According to the biography of Alexander Terentyev, what trade did he train in at the vocational technical school?

▸ **Extract to read**:
•••
Alexander Vasilyevich Terentyev (Александр Васильевич Терентьев; born 1 January 1961) is a Russian political figure and a deputy of the 5th, 6th, 7th, and 8th State Dumas.

== Biography ==
Alexander Terentyev was born in 1961 in the village of Karabiday, Shcherbaktinsky District, Pavlodar Region of the Kazakh SSR (now the Republic of Kazakhstan). He completed his secondary education in Crimea.

After finishing school, he entered a vocational technical school, where he trained as a mobile crane operator. He worked for the Perekop mobile mechanized column (PMK-36). Following his military service, he was employed in the construction management department of the Azovstal Construction Trust.

In 2002, he graduated from V. I. Vernadsky Taurida National University with a degree in Management of Organizations.

== Controversies ==
In 2013, reports appeared alleging that Alexander Terentyev was the owner of a foreign company with accounts in the offshore firm Targis Universal, Corp. The deputy denied all accusations, stating that the matter might concern a namesake.

== Career ==
Noyabrskneftegaz, Naftasib, P.F.K. – Dom LLC. In 2006, he joined the A Just Russia — For Truth. On 2 December 2007 he was elected deputy of the 5th State Duma from the Altai Krai constituency. In 2011, 2016, and 2021, he was re-elected for the 6th, 7th, and 8th State Dumas.

== Sanctions ==
Terentyev was sanctioned by the UK government in 2022 in relation to the Russo-Ukrainian War.
•••
▸ **Stored data entries**:

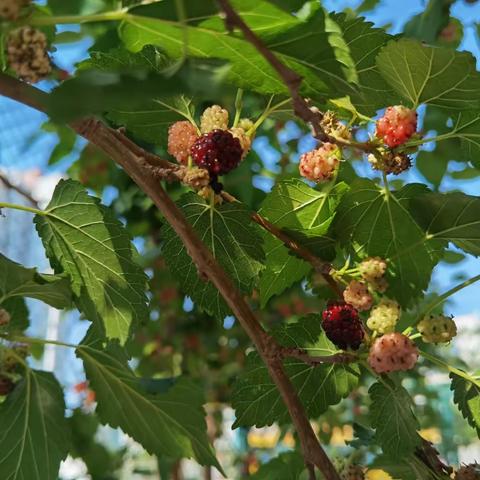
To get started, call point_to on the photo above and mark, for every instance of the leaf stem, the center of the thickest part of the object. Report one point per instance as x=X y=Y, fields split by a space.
x=23 y=208
x=45 y=20
x=36 y=341
x=456 y=371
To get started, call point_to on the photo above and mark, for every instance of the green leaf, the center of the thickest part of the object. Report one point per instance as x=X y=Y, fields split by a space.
x=324 y=61
x=151 y=123
x=287 y=466
x=364 y=42
x=228 y=232
x=289 y=5
x=100 y=462
x=306 y=214
x=436 y=76
x=33 y=432
x=393 y=419
x=294 y=205
x=427 y=25
x=453 y=217
x=171 y=424
x=466 y=395
x=116 y=80
x=377 y=222
x=467 y=129
x=85 y=241
x=282 y=269
x=367 y=5
x=255 y=397
x=18 y=281
x=17 y=308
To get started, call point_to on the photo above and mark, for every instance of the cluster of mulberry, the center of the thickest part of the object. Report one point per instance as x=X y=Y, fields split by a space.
x=214 y=147
x=397 y=125
x=343 y=326
x=384 y=316
x=373 y=271
x=392 y=352
x=27 y=53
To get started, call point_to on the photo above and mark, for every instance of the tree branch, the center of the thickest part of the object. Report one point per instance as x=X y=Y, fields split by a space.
x=290 y=78
x=324 y=268
x=131 y=158
x=292 y=81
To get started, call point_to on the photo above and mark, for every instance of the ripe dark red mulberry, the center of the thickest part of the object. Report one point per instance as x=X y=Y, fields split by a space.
•••
▸ **Task answer**: He trained as a mobile crane operator.